Required work:
Rewrite every line in the stretch from the start of the entries through the line containing "(1143, 420)", and scale each answer coordinate by 2.1, rounding to whole numbers with halves rounded up. Keep all other numbers and text unchanged.
Start of Data rows
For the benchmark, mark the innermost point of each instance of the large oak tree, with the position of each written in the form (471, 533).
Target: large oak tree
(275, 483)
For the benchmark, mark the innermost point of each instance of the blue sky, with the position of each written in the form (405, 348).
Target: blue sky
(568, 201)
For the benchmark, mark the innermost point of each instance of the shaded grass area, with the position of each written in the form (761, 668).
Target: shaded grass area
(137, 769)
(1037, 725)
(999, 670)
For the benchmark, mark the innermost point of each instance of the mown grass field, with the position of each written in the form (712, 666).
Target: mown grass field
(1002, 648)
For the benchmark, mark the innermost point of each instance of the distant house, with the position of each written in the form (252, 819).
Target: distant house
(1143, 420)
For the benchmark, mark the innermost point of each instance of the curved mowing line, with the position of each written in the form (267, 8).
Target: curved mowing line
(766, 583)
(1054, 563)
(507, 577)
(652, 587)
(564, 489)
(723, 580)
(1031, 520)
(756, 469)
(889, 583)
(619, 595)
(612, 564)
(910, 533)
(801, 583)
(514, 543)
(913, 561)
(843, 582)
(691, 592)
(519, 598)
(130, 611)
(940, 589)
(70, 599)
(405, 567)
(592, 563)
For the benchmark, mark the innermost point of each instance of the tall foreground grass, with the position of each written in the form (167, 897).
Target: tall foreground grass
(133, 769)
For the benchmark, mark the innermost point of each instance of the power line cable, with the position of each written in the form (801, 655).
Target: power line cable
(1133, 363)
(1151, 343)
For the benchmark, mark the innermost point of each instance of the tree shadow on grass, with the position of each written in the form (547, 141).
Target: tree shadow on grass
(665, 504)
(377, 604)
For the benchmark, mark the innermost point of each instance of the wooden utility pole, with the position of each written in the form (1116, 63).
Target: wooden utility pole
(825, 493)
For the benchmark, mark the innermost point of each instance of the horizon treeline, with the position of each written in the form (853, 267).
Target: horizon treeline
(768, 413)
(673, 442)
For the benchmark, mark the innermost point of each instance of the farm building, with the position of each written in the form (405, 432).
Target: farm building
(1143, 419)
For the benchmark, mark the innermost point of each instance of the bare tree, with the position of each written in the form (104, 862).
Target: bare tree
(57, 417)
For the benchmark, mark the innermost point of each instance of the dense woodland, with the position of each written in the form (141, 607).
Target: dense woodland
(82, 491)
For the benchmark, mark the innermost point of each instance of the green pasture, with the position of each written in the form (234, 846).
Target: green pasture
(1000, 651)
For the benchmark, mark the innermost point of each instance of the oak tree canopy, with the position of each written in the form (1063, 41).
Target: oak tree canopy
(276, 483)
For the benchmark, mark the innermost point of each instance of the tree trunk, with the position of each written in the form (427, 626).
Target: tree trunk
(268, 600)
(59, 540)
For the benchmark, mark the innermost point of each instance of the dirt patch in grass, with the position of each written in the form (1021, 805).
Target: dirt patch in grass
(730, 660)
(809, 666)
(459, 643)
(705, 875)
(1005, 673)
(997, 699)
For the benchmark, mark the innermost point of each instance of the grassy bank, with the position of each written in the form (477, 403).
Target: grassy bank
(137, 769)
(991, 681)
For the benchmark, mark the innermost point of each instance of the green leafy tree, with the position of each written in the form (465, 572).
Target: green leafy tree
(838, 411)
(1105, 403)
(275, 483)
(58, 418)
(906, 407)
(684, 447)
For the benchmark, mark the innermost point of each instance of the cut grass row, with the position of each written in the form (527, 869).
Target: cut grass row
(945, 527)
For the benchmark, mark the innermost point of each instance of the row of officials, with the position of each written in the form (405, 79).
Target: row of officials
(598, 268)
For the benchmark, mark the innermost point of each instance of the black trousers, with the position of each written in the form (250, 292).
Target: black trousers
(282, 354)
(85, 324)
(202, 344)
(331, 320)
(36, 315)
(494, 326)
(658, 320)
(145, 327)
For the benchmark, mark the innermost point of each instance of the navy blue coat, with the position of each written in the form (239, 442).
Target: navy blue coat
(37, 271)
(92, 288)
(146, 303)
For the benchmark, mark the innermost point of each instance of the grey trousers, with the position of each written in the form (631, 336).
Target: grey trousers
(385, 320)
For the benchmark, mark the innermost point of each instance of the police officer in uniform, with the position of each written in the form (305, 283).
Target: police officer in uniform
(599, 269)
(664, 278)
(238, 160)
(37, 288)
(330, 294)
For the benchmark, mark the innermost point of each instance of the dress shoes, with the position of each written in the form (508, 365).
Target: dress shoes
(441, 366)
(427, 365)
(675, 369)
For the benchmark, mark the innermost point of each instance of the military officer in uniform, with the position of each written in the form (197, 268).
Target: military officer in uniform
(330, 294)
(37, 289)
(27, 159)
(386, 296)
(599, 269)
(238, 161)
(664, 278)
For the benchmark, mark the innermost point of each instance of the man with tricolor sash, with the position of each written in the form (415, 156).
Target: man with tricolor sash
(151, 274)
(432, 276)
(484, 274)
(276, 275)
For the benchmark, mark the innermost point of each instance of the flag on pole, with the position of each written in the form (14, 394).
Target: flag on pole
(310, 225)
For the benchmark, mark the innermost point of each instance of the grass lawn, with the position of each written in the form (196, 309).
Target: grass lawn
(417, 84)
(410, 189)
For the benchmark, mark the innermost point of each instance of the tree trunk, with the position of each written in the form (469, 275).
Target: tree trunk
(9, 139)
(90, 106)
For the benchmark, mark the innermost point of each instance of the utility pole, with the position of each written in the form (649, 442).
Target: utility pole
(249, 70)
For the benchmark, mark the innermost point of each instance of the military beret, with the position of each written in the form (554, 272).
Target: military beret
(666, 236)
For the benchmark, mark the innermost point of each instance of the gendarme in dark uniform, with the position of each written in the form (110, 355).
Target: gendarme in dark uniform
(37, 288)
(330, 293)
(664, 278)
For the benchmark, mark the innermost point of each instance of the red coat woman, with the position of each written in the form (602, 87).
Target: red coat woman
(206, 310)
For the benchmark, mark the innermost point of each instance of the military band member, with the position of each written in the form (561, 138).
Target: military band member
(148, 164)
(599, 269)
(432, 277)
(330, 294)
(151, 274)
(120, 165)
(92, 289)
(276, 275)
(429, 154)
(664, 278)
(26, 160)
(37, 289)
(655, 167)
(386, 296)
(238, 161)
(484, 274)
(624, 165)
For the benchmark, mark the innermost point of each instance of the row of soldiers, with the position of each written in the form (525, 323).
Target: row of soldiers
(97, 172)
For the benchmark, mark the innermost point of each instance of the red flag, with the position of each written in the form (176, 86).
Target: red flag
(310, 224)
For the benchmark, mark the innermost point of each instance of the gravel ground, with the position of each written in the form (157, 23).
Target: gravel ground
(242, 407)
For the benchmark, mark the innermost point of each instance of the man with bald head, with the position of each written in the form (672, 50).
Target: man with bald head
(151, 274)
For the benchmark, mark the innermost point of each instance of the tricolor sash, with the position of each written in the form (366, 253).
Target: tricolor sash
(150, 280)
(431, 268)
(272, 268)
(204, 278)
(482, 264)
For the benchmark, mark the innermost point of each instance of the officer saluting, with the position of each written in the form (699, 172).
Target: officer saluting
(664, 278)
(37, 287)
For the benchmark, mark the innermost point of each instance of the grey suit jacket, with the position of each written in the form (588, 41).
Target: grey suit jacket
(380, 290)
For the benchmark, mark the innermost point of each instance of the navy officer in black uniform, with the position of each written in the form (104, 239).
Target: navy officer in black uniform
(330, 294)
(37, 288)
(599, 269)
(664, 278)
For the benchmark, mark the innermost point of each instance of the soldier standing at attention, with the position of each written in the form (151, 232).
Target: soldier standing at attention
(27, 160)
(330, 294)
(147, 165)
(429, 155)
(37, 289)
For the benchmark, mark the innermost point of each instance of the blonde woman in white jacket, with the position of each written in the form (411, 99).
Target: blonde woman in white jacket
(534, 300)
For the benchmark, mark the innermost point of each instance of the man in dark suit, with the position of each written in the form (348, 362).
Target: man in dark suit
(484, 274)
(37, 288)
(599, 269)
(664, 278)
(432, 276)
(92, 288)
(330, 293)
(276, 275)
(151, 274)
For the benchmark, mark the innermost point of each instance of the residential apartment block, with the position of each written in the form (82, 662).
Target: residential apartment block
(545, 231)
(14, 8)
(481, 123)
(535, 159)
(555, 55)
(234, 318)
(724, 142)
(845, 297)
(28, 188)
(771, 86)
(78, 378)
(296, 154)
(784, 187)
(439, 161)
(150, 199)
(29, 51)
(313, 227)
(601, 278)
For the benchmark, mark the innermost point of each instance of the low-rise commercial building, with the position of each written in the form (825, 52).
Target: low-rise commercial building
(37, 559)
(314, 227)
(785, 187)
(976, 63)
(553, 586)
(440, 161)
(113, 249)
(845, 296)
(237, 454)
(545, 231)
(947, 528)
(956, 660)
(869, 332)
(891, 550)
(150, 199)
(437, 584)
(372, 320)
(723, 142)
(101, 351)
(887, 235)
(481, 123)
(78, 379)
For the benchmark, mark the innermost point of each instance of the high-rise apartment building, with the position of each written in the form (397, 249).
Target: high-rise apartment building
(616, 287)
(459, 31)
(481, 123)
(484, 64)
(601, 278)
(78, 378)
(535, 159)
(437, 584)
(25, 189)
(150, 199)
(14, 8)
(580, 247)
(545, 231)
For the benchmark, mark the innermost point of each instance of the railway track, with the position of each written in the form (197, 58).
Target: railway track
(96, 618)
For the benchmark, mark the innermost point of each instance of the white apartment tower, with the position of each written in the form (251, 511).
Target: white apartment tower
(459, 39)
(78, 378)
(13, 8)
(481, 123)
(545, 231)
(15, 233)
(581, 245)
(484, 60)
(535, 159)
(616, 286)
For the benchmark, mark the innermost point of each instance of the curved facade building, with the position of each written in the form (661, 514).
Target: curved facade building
End of Data rows
Written solution:
For the benchmark, mark the innermost point of each instance of the large oak tree, with the position of each written in the form (471, 533).
Target: large oak tree
(578, 1014)
For the benchmark, mark the innermost point of each instance of the blue sky, with the position of each written in the form (405, 348).
Target: blue sky
(1193, 422)
For the benchmark, mark the innermost point of each instance of the shaded grass area, with the position of each written in the form (761, 668).
Target: shaded grass area
(288, 1615)
(2178, 1523)
(2098, 1407)
For the benchmark, mark the innermost point of each instance of the mown grass field, with the position of each written in the form (712, 666).
Target: mown grass field
(2104, 1361)
For the benchmark, mark the innermost point of each instance of the distant house, with the position of each written in the form (252, 819).
Target: distant house
(2400, 882)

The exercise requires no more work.